═════ RECORDS SUPPLIED ═════

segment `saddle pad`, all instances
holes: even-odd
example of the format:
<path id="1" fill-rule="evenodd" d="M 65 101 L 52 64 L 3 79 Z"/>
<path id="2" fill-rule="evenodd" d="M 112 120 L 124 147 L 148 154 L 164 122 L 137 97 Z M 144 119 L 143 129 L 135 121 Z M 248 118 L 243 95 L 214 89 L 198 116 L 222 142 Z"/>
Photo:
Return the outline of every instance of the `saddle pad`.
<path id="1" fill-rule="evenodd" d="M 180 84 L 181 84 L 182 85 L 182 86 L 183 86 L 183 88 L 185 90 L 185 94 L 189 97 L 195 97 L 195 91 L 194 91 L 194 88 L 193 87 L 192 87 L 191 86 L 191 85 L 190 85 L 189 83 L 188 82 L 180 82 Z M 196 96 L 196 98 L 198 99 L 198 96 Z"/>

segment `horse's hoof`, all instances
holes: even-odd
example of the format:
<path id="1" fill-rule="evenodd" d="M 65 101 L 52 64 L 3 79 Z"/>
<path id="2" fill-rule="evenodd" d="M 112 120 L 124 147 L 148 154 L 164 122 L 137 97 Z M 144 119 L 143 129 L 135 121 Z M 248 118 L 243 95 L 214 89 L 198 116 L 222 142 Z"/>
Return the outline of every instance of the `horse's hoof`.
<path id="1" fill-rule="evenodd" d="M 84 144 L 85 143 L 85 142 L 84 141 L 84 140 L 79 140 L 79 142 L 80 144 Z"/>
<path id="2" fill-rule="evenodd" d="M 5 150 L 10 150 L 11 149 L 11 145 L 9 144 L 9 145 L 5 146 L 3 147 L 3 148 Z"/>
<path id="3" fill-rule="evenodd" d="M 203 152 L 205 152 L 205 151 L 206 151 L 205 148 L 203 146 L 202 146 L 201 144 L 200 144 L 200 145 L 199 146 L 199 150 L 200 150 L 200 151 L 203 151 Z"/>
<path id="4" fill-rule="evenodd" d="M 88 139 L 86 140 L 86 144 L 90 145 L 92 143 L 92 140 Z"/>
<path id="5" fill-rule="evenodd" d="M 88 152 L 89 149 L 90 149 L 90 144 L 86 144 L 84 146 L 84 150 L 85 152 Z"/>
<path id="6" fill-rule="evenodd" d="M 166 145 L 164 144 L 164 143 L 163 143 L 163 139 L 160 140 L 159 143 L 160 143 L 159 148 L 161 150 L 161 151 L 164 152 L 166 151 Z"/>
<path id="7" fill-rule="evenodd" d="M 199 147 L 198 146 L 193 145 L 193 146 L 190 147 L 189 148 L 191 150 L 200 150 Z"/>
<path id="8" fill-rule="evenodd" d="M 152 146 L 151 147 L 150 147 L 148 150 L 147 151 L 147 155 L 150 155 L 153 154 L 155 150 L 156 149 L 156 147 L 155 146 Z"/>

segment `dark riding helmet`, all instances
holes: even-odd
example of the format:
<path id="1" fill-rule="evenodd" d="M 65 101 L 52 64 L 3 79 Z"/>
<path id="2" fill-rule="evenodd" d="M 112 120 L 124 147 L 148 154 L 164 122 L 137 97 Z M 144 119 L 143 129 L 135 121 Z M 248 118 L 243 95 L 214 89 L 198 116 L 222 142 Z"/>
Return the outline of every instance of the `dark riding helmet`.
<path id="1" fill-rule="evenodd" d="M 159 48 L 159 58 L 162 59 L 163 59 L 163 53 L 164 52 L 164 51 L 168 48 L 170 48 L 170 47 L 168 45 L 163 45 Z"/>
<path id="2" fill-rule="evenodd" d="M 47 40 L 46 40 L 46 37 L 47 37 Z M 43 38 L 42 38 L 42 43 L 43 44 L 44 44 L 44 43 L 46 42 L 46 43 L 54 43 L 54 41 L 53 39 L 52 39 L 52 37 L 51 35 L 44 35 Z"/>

═════

◆ REQUIREMENTS ◆
Output every line of the rows above verbatim, with no changes.

◆ SOLUTION ◆
segment `saddle pad`, all instances
holes: even-odd
example of the format:
<path id="1" fill-rule="evenodd" d="M 65 101 L 52 64 L 3 79 Z"/>
<path id="2" fill-rule="evenodd" d="M 112 120 L 124 147 L 148 154 L 164 122 L 137 97 Z M 144 119 L 143 129 L 135 121 Z M 248 118 L 243 95 L 214 89 L 198 116 L 222 142 Z"/>
Photo:
Return the outline of every instance of the `saddle pad`.
<path id="1" fill-rule="evenodd" d="M 180 84 L 181 84 L 182 85 L 182 86 L 183 86 L 183 88 L 185 90 L 185 94 L 189 97 L 195 97 L 195 91 L 194 91 L 194 88 L 193 87 L 192 87 L 191 86 L 191 85 L 190 85 L 189 83 L 188 82 L 180 82 Z M 196 96 L 196 98 L 198 99 L 198 96 Z"/>

segment `horse's hoof`, all instances
holes: even-odd
example of the format:
<path id="1" fill-rule="evenodd" d="M 65 101 L 52 64 L 3 79 Z"/>
<path id="2" fill-rule="evenodd" d="M 112 120 L 124 147 L 148 154 L 164 122 L 137 97 Z M 144 119 L 143 129 L 135 121 Z M 248 118 L 243 95 L 214 89 L 198 116 L 222 142 Z"/>
Return the outline of every instance of the `horse's hoof`.
<path id="1" fill-rule="evenodd" d="M 84 144 L 85 143 L 85 142 L 84 141 L 84 140 L 79 140 L 79 142 L 80 144 Z"/>
<path id="2" fill-rule="evenodd" d="M 5 150 L 10 150 L 11 149 L 11 145 L 9 144 L 9 145 L 5 146 L 3 147 L 3 148 Z"/>
<path id="3" fill-rule="evenodd" d="M 203 152 L 205 152 L 205 151 L 206 151 L 205 148 L 203 146 L 202 146 L 201 144 L 200 144 L 200 145 L 199 146 L 199 150 L 200 150 L 200 151 L 203 151 Z"/>
<path id="4" fill-rule="evenodd" d="M 88 139 L 86 140 L 86 144 L 90 145 L 92 143 L 92 140 Z"/>
<path id="5" fill-rule="evenodd" d="M 88 152 L 89 149 L 90 149 L 90 144 L 86 144 L 84 146 L 84 150 L 85 152 Z"/>
<path id="6" fill-rule="evenodd" d="M 166 145 L 164 144 L 164 143 L 163 143 L 163 139 L 160 140 L 159 143 L 160 143 L 159 148 L 161 150 L 161 151 L 164 152 L 166 151 Z"/>
<path id="7" fill-rule="evenodd" d="M 199 147 L 198 146 L 193 145 L 193 146 L 190 147 L 189 148 L 191 150 L 200 150 Z"/>
<path id="8" fill-rule="evenodd" d="M 152 146 L 151 147 L 150 147 L 148 150 L 147 151 L 147 155 L 150 155 L 153 154 L 155 150 L 156 149 L 156 147 L 155 146 Z"/>

segment `dark riding helmet`, all instances
holes: even-odd
example of the format:
<path id="1" fill-rule="evenodd" d="M 65 101 L 52 64 L 3 79 Z"/>
<path id="2" fill-rule="evenodd" d="M 112 120 L 124 147 L 148 154 L 164 122 L 137 97 Z M 144 119 L 143 129 L 135 121 Z M 248 118 L 243 95 L 214 89 L 198 116 L 222 142 Z"/>
Return the outline of every instance of the `dark riding helmet`.
<path id="1" fill-rule="evenodd" d="M 159 48 L 159 58 L 162 59 L 163 59 L 163 53 L 164 52 L 164 51 L 168 48 L 170 48 L 170 47 L 168 45 L 163 45 Z"/>
<path id="2" fill-rule="evenodd" d="M 47 40 L 46 40 L 46 37 L 47 37 Z M 43 38 L 42 38 L 42 43 L 43 44 L 44 44 L 44 43 L 46 42 L 46 43 L 54 43 L 54 41 L 53 39 L 52 39 L 52 37 L 51 35 L 44 35 Z"/>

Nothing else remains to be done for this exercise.